_Problem statement_: Return, exactly, the line that contains "wooden block, the" together with all lines after it to the end of the entries, and no further lines.

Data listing
= = = =
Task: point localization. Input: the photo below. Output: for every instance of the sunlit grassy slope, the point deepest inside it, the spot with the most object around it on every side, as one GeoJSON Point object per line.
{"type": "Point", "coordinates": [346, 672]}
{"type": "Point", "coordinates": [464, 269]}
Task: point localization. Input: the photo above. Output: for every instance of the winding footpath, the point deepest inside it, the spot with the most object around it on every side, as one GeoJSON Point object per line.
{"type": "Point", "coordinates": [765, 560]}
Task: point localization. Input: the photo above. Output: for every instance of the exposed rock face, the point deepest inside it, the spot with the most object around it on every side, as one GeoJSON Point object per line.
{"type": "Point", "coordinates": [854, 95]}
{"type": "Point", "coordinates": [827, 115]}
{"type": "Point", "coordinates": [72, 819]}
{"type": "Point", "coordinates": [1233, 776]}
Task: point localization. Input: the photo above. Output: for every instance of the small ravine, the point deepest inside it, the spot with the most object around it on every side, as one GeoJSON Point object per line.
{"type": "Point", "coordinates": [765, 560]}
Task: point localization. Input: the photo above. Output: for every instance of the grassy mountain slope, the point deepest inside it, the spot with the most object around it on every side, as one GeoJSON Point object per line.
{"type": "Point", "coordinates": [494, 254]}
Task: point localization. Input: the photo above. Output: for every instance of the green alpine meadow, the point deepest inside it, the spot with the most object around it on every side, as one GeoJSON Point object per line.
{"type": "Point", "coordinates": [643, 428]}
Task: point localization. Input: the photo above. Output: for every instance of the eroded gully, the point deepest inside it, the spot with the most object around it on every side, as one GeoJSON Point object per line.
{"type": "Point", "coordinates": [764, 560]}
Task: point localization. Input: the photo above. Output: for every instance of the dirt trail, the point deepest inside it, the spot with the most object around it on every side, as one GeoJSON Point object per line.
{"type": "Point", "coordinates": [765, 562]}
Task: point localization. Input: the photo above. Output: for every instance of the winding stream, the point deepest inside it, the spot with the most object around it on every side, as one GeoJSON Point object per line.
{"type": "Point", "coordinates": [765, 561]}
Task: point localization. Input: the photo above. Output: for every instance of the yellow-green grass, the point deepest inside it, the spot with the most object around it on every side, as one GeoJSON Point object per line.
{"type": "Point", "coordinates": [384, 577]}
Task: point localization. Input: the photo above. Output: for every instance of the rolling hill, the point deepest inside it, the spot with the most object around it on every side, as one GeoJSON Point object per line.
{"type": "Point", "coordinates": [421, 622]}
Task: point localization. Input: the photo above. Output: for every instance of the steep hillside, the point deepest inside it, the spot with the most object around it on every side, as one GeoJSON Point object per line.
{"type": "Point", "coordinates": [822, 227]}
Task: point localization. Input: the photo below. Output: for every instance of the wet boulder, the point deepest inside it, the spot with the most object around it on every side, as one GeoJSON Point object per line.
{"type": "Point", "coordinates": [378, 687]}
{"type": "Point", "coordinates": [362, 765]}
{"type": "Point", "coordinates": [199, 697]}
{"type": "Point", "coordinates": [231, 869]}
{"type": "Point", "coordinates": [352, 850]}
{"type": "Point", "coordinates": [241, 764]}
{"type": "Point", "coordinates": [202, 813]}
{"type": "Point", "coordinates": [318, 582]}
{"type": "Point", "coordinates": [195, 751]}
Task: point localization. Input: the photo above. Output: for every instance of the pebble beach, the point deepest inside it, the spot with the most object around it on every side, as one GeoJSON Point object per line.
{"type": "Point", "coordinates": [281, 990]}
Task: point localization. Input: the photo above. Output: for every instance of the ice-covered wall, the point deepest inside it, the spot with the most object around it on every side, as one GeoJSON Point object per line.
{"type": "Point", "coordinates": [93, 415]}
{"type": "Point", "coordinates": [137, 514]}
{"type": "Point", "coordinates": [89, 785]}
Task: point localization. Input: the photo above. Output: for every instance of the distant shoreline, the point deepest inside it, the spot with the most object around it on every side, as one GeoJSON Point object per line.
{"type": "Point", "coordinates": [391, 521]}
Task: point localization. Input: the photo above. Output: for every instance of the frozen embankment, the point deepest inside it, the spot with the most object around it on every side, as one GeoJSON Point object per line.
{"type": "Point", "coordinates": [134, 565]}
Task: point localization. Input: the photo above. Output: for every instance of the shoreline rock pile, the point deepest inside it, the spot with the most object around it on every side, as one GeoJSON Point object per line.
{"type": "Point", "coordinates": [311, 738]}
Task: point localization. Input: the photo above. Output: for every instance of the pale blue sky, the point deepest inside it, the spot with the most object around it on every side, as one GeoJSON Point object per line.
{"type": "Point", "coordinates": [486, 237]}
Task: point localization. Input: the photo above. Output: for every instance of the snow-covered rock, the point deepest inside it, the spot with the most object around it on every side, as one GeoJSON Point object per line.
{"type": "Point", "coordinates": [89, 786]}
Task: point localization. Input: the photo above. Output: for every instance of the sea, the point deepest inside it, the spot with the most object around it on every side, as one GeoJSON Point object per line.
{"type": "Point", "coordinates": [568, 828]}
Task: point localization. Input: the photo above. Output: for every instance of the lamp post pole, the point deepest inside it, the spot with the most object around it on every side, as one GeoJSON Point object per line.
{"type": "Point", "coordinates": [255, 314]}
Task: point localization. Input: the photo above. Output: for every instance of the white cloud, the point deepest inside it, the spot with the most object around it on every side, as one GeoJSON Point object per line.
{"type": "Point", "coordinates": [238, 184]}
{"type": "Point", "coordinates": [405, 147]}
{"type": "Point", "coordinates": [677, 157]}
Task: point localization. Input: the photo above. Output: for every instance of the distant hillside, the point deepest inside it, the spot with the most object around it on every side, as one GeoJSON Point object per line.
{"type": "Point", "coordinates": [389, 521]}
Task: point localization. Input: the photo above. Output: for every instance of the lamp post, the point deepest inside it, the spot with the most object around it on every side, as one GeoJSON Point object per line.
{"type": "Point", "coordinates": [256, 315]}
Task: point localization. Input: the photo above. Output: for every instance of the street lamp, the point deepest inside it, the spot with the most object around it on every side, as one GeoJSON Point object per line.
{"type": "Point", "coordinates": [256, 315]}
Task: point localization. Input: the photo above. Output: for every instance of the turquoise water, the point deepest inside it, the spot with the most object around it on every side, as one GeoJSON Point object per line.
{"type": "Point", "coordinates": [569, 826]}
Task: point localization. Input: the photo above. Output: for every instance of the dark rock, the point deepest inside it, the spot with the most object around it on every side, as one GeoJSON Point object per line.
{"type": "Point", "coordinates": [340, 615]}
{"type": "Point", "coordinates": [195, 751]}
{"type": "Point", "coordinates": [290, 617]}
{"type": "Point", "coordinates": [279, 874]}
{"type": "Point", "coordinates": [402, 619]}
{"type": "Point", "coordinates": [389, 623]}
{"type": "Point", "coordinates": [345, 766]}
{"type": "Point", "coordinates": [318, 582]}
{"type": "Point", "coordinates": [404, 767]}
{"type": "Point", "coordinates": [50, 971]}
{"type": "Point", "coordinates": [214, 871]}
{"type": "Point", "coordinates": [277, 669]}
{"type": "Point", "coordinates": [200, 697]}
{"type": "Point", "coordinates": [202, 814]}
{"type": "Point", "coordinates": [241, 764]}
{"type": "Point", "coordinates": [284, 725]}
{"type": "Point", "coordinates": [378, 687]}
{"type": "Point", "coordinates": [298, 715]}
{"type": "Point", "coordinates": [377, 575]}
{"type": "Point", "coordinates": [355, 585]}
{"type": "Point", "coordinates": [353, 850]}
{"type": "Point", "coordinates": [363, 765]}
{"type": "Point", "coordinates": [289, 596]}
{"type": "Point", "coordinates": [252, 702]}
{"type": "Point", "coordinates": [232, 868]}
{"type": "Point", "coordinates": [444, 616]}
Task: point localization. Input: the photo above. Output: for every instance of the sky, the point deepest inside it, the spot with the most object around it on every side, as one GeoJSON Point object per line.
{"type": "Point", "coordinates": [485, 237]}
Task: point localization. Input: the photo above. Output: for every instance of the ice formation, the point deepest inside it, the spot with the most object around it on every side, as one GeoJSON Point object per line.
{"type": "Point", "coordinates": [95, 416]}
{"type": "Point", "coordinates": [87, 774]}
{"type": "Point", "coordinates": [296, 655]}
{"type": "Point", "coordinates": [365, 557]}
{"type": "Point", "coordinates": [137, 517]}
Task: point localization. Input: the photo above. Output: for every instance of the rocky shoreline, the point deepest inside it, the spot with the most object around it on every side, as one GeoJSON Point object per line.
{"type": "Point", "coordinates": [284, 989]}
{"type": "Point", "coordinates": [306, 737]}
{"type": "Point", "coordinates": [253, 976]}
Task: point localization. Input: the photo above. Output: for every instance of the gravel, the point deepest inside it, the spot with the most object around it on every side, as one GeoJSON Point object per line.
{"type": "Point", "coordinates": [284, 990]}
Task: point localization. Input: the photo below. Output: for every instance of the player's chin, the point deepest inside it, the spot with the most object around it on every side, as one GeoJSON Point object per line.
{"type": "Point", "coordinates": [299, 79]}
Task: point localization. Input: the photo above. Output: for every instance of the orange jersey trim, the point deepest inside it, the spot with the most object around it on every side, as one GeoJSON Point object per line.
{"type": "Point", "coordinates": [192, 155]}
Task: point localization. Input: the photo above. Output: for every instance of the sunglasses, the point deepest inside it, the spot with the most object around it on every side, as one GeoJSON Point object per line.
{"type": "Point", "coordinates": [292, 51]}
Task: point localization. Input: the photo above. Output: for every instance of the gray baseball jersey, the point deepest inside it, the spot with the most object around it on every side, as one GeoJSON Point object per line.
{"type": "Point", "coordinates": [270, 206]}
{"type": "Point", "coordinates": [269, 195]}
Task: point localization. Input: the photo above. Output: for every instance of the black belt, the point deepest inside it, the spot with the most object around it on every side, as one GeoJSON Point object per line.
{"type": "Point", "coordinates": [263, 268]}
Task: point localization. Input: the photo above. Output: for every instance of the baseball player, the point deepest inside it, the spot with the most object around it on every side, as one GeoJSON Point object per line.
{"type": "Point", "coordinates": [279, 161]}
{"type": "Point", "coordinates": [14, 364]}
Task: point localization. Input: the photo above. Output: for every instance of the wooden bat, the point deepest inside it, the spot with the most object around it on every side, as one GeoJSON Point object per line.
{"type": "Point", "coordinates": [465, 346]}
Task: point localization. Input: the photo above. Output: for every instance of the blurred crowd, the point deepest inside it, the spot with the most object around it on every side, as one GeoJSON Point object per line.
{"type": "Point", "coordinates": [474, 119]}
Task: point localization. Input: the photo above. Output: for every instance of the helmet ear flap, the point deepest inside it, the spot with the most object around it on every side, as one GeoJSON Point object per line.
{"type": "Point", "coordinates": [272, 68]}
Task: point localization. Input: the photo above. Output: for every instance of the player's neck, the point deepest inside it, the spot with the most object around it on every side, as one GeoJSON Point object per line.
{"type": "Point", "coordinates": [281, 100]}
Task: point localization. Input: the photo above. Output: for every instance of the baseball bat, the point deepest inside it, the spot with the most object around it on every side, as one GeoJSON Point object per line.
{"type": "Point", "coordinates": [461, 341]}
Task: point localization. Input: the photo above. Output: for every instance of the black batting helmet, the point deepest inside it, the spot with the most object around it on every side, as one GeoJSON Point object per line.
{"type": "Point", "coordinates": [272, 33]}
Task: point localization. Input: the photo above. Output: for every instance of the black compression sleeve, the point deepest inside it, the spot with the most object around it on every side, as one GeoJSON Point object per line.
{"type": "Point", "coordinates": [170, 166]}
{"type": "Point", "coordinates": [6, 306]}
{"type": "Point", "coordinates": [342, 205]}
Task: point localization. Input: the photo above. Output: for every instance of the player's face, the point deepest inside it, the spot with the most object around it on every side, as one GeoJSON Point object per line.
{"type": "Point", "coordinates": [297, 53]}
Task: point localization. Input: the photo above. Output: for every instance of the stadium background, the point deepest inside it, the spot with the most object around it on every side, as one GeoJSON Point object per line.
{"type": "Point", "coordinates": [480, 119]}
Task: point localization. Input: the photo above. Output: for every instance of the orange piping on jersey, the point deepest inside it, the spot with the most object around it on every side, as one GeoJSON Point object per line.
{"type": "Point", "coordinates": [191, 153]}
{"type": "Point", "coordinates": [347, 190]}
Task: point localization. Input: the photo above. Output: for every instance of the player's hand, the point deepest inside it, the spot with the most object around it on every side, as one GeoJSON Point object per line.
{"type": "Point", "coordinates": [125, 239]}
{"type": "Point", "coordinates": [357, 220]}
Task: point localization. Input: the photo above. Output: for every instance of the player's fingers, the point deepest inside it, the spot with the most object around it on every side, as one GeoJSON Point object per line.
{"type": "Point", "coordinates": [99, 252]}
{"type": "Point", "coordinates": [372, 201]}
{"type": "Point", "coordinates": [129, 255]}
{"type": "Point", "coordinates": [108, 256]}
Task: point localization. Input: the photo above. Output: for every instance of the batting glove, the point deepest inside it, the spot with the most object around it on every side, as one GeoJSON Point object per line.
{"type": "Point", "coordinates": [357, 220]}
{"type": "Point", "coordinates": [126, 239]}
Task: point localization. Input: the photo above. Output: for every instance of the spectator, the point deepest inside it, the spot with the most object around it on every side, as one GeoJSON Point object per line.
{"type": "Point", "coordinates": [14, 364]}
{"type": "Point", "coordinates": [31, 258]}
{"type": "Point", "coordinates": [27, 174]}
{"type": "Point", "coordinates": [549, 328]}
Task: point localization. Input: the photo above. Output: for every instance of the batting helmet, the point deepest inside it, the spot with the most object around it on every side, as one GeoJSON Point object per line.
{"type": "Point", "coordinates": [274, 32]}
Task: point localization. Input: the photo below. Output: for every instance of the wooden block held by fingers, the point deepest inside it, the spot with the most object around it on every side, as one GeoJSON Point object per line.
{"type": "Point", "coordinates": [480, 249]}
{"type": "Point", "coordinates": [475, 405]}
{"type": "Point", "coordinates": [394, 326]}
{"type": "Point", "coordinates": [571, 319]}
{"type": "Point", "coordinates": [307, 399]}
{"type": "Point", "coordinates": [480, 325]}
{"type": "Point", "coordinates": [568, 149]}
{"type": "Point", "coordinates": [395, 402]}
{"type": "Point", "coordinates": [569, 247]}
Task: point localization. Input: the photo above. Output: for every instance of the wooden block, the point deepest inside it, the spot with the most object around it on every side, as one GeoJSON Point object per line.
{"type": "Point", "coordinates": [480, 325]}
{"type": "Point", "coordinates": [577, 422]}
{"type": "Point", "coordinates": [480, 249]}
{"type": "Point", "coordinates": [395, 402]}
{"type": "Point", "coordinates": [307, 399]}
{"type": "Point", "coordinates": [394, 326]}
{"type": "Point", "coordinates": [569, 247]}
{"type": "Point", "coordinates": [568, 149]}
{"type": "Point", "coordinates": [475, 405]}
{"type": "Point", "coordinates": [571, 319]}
= = = =
_Exercise solution_:
Task: point localization. Input: the photo above. Output: for every instance of the wooden block, the point deepest inside it, the spot with the most object around it on every side, as one GeoJSON Point object per line.
{"type": "Point", "coordinates": [480, 325]}
{"type": "Point", "coordinates": [577, 422]}
{"type": "Point", "coordinates": [480, 249]}
{"type": "Point", "coordinates": [395, 402]}
{"type": "Point", "coordinates": [307, 399]}
{"type": "Point", "coordinates": [394, 326]}
{"type": "Point", "coordinates": [569, 247]}
{"type": "Point", "coordinates": [568, 149]}
{"type": "Point", "coordinates": [475, 405]}
{"type": "Point", "coordinates": [571, 319]}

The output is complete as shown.